Requirements
How many lines in the listing below contain the string "woman", matching case exactly? Reply with only the number.

Bounding box annotation entries
══════════════════════════════
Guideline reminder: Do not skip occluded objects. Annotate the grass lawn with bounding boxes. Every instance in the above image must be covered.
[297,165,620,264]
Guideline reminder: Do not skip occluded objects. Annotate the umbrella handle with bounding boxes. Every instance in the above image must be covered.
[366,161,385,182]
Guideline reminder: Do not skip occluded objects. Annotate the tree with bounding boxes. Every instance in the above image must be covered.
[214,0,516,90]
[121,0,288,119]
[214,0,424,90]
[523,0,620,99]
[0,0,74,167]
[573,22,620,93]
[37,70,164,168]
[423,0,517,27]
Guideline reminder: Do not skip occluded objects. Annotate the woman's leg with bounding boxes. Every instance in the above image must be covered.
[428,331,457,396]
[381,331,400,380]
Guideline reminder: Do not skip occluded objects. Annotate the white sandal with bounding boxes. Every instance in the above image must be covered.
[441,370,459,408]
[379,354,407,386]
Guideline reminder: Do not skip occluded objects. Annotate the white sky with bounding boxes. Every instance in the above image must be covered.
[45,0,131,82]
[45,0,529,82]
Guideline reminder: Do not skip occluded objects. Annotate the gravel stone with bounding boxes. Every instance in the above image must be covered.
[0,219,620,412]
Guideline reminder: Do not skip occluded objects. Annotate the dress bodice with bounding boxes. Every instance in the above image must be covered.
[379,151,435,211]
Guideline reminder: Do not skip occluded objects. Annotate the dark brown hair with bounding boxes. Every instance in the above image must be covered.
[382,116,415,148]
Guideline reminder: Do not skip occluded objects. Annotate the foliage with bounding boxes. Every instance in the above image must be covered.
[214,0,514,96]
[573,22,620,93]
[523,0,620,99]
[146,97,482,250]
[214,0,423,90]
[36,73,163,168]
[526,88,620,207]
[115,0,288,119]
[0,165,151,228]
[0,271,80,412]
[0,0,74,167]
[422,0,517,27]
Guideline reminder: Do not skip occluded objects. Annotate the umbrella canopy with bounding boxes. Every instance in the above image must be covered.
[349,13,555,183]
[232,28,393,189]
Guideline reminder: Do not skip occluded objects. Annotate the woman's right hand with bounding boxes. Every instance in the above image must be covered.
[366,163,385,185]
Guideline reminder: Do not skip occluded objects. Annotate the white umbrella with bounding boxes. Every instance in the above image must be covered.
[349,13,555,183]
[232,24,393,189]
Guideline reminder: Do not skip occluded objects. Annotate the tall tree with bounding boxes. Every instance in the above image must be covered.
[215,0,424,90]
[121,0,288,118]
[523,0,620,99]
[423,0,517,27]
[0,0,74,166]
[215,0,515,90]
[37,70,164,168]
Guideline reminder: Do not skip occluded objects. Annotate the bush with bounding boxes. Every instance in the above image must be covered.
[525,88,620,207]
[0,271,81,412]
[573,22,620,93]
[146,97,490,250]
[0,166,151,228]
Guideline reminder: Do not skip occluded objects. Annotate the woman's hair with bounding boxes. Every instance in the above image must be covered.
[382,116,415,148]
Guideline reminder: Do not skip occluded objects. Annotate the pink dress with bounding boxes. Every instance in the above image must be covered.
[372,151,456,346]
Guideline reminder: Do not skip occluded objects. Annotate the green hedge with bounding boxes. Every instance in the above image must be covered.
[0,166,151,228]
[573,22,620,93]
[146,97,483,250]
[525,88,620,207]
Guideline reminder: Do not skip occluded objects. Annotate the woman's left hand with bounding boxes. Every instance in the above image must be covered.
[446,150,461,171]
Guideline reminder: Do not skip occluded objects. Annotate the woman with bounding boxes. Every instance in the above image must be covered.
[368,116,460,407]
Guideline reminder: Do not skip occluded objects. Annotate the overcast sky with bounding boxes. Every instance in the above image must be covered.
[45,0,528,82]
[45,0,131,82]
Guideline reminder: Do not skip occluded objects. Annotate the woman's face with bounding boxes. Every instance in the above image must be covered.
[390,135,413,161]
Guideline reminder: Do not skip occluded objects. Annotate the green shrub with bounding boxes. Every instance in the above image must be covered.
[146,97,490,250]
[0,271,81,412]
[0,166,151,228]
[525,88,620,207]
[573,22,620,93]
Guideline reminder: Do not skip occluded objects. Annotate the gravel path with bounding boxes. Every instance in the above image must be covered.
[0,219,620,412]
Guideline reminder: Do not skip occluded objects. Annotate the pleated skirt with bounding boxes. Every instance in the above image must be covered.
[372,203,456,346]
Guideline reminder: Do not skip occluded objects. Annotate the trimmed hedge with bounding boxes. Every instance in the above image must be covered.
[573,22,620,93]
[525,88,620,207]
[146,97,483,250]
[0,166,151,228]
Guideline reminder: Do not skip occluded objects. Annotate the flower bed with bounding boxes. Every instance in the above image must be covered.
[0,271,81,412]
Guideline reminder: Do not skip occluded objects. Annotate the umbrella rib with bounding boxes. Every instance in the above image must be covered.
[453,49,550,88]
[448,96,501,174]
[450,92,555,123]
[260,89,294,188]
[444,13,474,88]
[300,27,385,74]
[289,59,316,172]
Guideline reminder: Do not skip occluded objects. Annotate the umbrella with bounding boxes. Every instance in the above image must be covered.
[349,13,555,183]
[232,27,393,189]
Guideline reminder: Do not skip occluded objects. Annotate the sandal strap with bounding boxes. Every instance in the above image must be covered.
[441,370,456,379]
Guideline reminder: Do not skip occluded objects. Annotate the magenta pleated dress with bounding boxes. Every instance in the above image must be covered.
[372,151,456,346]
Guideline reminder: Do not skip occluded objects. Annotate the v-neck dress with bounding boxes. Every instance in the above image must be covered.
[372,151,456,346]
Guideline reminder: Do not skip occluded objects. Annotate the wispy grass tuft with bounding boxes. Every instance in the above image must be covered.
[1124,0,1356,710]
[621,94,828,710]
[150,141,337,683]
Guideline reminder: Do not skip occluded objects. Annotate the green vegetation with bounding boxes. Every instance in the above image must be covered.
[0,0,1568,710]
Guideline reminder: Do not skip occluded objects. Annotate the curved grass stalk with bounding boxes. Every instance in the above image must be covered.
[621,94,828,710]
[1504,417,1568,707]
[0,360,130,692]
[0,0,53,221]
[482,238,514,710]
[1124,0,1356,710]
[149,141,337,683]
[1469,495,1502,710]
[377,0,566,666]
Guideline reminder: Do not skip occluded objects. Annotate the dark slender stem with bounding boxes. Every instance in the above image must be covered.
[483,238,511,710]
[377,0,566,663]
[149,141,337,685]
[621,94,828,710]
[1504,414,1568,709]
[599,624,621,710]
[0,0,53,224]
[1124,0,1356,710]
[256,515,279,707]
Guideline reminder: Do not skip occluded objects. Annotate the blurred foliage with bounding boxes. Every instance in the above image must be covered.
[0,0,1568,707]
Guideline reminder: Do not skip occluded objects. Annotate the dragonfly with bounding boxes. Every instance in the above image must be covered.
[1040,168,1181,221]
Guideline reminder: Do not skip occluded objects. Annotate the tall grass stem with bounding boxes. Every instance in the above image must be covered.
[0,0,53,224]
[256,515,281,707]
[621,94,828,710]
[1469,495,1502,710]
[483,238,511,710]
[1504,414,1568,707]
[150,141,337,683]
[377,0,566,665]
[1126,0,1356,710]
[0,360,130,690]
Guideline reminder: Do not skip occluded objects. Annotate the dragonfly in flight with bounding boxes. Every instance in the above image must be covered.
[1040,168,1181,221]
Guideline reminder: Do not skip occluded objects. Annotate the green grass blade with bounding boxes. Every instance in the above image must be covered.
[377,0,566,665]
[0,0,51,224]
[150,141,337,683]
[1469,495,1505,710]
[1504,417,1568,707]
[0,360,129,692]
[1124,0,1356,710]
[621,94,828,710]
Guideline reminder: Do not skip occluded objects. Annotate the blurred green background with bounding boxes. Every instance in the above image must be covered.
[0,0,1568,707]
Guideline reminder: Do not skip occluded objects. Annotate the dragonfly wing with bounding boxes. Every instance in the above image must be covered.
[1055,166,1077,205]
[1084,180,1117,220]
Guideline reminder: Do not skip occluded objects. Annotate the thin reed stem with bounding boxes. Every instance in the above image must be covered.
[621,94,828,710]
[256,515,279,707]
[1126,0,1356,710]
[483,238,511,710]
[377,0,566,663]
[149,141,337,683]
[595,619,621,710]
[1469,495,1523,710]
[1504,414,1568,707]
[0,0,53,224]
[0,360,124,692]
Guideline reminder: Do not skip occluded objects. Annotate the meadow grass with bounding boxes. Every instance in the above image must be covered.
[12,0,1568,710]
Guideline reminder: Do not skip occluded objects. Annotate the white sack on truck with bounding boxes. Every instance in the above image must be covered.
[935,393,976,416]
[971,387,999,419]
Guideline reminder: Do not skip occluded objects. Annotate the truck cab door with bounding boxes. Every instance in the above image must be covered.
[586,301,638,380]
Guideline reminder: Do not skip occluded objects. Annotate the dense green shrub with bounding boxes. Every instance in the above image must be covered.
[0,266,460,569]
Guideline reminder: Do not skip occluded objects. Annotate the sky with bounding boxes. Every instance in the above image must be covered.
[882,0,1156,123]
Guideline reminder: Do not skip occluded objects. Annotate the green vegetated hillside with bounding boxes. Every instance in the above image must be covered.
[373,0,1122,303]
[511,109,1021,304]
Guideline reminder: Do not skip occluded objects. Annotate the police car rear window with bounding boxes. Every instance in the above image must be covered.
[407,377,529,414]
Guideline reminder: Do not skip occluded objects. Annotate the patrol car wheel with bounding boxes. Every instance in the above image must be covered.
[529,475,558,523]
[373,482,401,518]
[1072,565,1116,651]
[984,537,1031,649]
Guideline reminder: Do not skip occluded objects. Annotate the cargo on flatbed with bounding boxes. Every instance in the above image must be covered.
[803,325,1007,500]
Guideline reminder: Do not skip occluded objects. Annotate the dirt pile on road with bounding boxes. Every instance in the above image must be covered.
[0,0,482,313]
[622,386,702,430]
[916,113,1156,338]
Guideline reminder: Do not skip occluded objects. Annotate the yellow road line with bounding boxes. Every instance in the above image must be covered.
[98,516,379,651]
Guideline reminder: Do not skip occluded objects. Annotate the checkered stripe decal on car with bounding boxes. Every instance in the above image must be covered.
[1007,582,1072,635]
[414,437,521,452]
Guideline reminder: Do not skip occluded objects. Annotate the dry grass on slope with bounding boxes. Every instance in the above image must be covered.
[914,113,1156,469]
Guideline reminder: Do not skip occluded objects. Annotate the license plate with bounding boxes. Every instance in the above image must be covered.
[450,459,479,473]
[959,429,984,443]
══════════════════════════════
Exercise answer
6